> [Task goal]
Take the listing and print it in full, exactly as given.

> [Data entries]
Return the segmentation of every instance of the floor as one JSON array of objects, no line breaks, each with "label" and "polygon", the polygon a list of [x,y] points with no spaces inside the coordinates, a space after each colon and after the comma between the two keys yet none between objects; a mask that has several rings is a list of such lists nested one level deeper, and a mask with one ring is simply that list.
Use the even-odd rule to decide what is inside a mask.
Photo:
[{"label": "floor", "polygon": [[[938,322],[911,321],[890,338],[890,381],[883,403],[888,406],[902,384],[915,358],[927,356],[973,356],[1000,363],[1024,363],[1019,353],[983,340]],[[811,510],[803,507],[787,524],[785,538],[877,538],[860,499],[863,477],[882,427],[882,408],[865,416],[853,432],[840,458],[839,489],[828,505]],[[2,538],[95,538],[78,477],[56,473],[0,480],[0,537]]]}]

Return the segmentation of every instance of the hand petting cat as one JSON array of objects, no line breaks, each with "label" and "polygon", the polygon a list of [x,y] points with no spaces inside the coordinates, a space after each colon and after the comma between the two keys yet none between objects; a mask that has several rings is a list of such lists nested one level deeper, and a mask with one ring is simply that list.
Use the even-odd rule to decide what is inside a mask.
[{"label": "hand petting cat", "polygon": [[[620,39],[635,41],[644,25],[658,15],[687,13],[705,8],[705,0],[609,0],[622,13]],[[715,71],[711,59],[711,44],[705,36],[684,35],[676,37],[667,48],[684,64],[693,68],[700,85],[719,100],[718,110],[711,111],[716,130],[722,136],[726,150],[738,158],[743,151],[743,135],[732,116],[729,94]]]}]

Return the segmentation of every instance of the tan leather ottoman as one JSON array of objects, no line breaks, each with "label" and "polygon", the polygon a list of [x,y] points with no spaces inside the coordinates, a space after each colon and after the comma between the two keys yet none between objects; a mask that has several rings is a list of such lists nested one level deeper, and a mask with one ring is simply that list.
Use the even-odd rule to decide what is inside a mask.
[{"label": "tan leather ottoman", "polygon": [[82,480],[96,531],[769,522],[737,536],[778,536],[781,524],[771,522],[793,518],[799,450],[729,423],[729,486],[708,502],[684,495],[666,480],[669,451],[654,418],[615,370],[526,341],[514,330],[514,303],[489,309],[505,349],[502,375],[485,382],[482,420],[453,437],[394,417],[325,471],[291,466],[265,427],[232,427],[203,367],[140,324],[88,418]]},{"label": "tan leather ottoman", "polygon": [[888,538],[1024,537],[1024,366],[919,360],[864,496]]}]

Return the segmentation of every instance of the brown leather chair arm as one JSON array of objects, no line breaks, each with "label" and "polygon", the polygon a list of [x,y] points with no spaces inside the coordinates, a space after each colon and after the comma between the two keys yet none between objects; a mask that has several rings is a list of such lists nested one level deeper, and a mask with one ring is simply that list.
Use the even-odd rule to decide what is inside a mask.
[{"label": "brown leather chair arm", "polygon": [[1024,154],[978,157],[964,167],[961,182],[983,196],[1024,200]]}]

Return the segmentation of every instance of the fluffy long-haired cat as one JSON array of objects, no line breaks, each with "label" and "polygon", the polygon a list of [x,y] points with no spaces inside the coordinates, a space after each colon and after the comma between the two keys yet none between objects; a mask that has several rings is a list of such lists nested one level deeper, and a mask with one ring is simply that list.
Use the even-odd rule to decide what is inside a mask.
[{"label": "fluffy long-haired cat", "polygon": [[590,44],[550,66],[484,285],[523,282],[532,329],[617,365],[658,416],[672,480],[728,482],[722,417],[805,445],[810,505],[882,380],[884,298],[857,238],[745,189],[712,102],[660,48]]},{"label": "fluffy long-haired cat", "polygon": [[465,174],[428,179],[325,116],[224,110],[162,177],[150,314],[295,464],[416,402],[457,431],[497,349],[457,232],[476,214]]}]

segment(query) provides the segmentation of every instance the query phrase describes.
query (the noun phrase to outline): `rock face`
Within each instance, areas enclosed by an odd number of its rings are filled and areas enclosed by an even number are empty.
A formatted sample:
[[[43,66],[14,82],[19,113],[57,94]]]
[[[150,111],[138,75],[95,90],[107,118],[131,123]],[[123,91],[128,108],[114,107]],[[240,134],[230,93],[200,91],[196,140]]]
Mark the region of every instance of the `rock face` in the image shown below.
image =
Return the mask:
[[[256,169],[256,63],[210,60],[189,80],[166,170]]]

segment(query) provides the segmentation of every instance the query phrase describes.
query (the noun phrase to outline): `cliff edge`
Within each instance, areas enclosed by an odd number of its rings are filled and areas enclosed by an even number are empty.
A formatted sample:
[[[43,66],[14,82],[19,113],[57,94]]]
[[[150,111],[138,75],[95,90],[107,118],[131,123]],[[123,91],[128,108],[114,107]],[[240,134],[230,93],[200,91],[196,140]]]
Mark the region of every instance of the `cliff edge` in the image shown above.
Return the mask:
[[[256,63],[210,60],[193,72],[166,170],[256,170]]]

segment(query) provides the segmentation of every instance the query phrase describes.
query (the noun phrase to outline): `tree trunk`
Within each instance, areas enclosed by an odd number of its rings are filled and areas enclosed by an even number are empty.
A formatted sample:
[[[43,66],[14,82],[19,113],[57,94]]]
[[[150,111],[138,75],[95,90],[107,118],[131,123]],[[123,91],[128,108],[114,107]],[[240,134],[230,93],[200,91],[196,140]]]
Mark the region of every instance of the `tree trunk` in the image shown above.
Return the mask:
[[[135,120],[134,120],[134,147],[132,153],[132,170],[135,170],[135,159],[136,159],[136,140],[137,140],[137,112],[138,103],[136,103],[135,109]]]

> [Problem solution]
Return the segmentation of every instance of the floor as one JSON array of objects, no line breaks, each with "label" and "polygon", the polygon a list of [x,y] points with no spaces inside the coordinates, a space after each colon and after the comma between the two keys yet none between objects; a mask that has several rings is a list of such lists nested one level deeper, and a mask with one ring is simply that list.
Use the even-odd rule to decide what is inside a mask.
Photo:
[{"label": "floor", "polygon": [[[938,322],[911,321],[890,338],[890,381],[883,403],[888,406],[902,384],[915,358],[927,356],[973,356],[1000,363],[1024,363],[1019,353],[983,340]],[[811,510],[803,507],[787,524],[785,538],[877,538],[860,499],[863,477],[882,427],[882,408],[865,416],[853,432],[840,458],[839,489],[828,505]],[[2,538],[95,538],[78,477],[56,473],[0,480],[0,537]]]}]

Return the segmentation of every instance of the hand petting cat as one JSON array of objects, no line breaks, each with "label" and "polygon", the polygon a list of [x,y] points with no spaces inside the coordinates, a space after each colon and after the comma between the two keys yet none between objects; a mask that has several rings is a list of such lists nested one level deeper, and a mask with one ring is simply that list.
Use the even-odd rule to decide what is inside a mask.
[{"label": "hand petting cat", "polygon": [[[620,39],[635,41],[644,25],[658,15],[687,13],[705,8],[705,0],[609,0],[622,13]],[[715,71],[711,59],[711,44],[705,36],[684,35],[676,37],[667,48],[684,64],[693,68],[700,85],[719,100],[718,110],[711,111],[716,130],[722,136],[726,150],[738,158],[743,151],[743,135],[732,116],[729,94]]]}]

Return the segmentation of every instance of the tan leather ottoman as one JSON array of objects, no line breaks, each with "label" and "polygon", the polygon a list of [x,y] points with no spaces inside the coordinates, a space after each colon and after the comma between the two keys yet none between objects; a mask that has several rings is a list of such lists nested one level deeper, and a mask with one ring is simply that list.
Use the even-odd rule to decide what is inside a mask.
[{"label": "tan leather ottoman", "polygon": [[82,480],[96,531],[769,522],[737,536],[778,536],[781,524],[771,522],[793,518],[799,450],[729,423],[729,486],[708,502],[684,495],[666,480],[669,451],[654,418],[615,370],[526,341],[514,330],[514,303],[489,309],[505,349],[502,375],[485,382],[482,420],[453,437],[394,417],[325,471],[291,466],[265,427],[232,427],[203,367],[140,324],[88,418]]},{"label": "tan leather ottoman", "polygon": [[888,538],[1024,537],[1024,366],[919,360],[864,496]]}]

Return the segmentation of every instance of the brown leather chair arm as one JSON array of objects, no line breaks, each with "label" and "polygon", the polygon a list of [x,y] points with no spaces inside the coordinates, a space after each colon and after the comma between the two keys yet none between objects; a mask that has several rings is a list of such lists nested one level deeper, and a mask with one ring is simply that list.
Use the even-odd rule to decide what is inside a mask.
[{"label": "brown leather chair arm", "polygon": [[1024,154],[978,157],[964,167],[961,182],[983,196],[1024,200]]}]

Return the segmentation of every instance of the fluffy long-haired cat as one JSON array of objects, no line breaks, each with "label" and "polygon", the polygon a list of [x,y] points with no spaces inside the coordinates, a space after each colon and after the comma between the two keys yet none between objects; a mask that has several rings is a list of such lists nested one level deeper, and a mask with one ring is simply that list.
Use the even-odd rule to decide what is inside a mask.
[{"label": "fluffy long-haired cat", "polygon": [[590,44],[550,66],[484,285],[523,282],[532,329],[617,365],[658,416],[672,480],[728,482],[722,417],[805,445],[810,505],[882,380],[884,298],[857,238],[745,189],[712,102],[660,48]]},{"label": "fluffy long-haired cat", "polygon": [[465,174],[428,179],[325,116],[224,110],[162,177],[150,314],[295,464],[416,402],[457,431],[497,349],[457,232],[476,214]]}]

segment(query) provides the segmentation of every instance the query phrase describes.
query (the noun phrase to outline): `rock face`
Within each instance, areas enclosed by an odd number of its rings are filled and areas enclosed by an even number are empty.
A formatted sample:
[[[43,66],[14,82],[19,113],[57,94]]]
[[[150,111],[138,75],[95,90],[107,118],[131,123]],[[123,91],[128,108],[114,107]],[[240,134],[230,93],[200,91],[196,140]]]
Mark the region of every instance of the `rock face` in the image shown below.
image =
Return the mask:
[[[256,169],[256,63],[210,60],[189,80],[166,170]]]

segment(query) provides the segmentation of every instance the query phrase describes.
query (the noun phrase to outline): `cliff edge`
Within each instance, areas enclosed by an odd number of its rings are filled and areas enclosed by an even number are empty.
A formatted sample:
[[[43,66],[14,82],[19,113],[57,94]]]
[[[150,111],[138,75],[95,90],[107,118],[131,123]],[[123,91],[128,108],[114,107]],[[240,134],[230,93],[200,91],[196,140]]]
Mark the region of every instance of the `cliff edge` in the image shown above.
Return the mask:
[[[256,63],[210,60],[193,72],[166,170],[256,170]]]

segment(query) provides the segmentation of every instance the query phrase describes.
query (the noun phrase to outline): `tree trunk`
Within each instance, areas enclosed by an odd number of its rings are filled and areas enclosed by an even number are empty.
A formatted sample:
[[[43,66],[14,82],[19,113],[57,94]]]
[[[150,111],[138,75],[95,90],[107,118],[131,123]],[[123,91],[128,108],[114,107]],[[240,134],[230,93],[200,91],[196,140]]]
Mark the region of every instance of the `tree trunk` in the image shown above.
Return the mask:
[[[135,120],[134,120],[134,147],[132,153],[132,170],[135,170],[135,159],[136,159],[136,140],[137,140],[137,112],[138,103],[136,103],[135,109]]]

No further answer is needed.